## Problem description
Repeat the records exactly. Every line must match.

[Referring expression pointing data]

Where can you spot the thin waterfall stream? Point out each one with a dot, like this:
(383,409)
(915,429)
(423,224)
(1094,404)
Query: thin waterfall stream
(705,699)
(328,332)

## Exercise answer
Where can you spot the thin waterfall stream? Point out each one with a dot, like this:
(383,409)
(915,429)
(423,224)
(1094,404)
Query: thin waterfall stream
(705,699)
(328,332)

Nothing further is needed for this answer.